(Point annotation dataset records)
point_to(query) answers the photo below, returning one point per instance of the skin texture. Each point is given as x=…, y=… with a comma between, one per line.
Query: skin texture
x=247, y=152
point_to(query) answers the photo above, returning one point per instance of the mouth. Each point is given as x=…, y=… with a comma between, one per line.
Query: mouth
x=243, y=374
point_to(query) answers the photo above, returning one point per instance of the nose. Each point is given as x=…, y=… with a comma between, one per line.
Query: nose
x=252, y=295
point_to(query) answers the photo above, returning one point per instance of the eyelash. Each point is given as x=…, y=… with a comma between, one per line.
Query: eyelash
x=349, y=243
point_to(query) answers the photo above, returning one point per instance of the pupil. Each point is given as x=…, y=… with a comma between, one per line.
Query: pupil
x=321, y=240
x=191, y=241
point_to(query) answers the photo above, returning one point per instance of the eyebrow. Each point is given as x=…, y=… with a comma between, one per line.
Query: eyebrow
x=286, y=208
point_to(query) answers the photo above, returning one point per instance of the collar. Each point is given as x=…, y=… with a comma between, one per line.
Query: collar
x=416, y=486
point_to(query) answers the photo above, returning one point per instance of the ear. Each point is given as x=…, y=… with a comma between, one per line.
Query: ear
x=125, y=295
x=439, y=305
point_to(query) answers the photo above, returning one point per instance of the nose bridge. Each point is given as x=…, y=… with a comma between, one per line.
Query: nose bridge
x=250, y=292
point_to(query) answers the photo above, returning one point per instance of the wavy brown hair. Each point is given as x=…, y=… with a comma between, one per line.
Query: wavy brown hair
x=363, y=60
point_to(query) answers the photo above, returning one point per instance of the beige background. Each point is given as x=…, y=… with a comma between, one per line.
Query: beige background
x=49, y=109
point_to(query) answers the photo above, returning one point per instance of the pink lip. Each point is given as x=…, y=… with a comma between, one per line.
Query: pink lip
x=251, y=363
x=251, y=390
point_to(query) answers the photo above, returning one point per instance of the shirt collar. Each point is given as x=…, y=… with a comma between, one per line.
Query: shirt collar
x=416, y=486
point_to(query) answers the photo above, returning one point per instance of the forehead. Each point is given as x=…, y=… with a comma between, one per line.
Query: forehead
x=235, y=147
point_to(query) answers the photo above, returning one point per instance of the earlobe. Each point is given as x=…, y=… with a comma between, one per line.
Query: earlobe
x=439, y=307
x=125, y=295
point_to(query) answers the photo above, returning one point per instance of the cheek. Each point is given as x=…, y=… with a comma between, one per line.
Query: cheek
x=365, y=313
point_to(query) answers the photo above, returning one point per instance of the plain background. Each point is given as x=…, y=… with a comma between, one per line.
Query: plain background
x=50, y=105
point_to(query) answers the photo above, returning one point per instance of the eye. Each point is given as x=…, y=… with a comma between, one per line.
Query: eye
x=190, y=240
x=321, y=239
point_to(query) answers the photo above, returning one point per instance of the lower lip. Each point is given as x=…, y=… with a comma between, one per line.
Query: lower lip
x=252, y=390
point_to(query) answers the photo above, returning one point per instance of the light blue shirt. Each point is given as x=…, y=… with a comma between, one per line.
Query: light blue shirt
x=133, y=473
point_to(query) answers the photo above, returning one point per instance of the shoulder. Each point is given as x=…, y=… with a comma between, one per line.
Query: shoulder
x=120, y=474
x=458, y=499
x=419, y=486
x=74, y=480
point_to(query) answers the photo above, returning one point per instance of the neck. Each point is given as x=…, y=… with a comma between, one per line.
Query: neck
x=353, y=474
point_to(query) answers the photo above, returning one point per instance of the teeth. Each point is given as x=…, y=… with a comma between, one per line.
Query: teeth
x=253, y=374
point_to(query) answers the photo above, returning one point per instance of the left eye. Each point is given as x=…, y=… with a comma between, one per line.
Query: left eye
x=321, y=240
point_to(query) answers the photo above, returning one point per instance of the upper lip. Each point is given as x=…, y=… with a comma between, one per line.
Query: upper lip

---

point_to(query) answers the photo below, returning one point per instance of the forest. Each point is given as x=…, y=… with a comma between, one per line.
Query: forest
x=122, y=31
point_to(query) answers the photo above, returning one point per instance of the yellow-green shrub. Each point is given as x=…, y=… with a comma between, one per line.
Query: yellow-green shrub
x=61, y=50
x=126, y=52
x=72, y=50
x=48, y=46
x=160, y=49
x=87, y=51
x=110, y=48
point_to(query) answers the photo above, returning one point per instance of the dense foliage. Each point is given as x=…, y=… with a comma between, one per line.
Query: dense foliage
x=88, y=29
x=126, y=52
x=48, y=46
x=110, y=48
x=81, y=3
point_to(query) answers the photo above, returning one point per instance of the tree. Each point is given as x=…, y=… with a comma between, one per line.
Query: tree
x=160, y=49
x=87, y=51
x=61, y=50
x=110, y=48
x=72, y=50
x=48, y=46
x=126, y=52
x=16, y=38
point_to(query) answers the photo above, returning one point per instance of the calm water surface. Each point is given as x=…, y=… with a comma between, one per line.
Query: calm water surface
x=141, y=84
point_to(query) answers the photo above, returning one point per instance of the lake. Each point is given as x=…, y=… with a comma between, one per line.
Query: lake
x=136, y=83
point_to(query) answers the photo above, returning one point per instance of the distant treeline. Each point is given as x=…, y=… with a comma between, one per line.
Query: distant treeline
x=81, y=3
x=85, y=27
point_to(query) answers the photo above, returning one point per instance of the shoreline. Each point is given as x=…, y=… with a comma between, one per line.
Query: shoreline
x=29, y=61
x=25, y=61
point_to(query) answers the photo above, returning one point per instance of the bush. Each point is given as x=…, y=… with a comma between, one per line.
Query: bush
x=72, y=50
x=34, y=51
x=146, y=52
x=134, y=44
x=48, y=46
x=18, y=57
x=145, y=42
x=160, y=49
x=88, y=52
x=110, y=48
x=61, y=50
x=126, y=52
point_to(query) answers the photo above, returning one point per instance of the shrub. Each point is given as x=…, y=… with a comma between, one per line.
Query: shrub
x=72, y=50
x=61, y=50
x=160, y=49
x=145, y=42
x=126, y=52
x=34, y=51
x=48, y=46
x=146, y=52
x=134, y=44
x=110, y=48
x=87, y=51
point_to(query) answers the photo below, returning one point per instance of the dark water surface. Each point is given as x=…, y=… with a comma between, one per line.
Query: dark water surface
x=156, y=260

### [Exercise aim]
Quote the stretch that opens with the line containing "of the skin" and closes with the line containing "x=191, y=241", keeping both of those lines.

### [Exercise answer]
point_to(query) answers the photo below, returning one point per instance of the skin texture. Each point is given as x=…, y=… with a comma between, one per line.
Query: skin texture
x=247, y=152
point_to(query) answers the photo above, returning one point per instance of the mouth. Each point is given as x=…, y=… with a comma between, one per line.
Query: mouth
x=243, y=374
point_to(query) answers the photo above, returning one point per instance of the nose. Each point is given as x=…, y=… with a comma between, one per line.
Query: nose
x=252, y=295
point_to(query) answers the photo above, returning one point per instance of the eyelash. Each point is given as x=…, y=… with a comma between, one per line.
Query: eyelash
x=349, y=243
point_to(query) answers the photo above, returning one point per instance of the pupil. Each point is given as x=…, y=… with a comma between, one per line.
Query: pupil
x=321, y=240
x=191, y=241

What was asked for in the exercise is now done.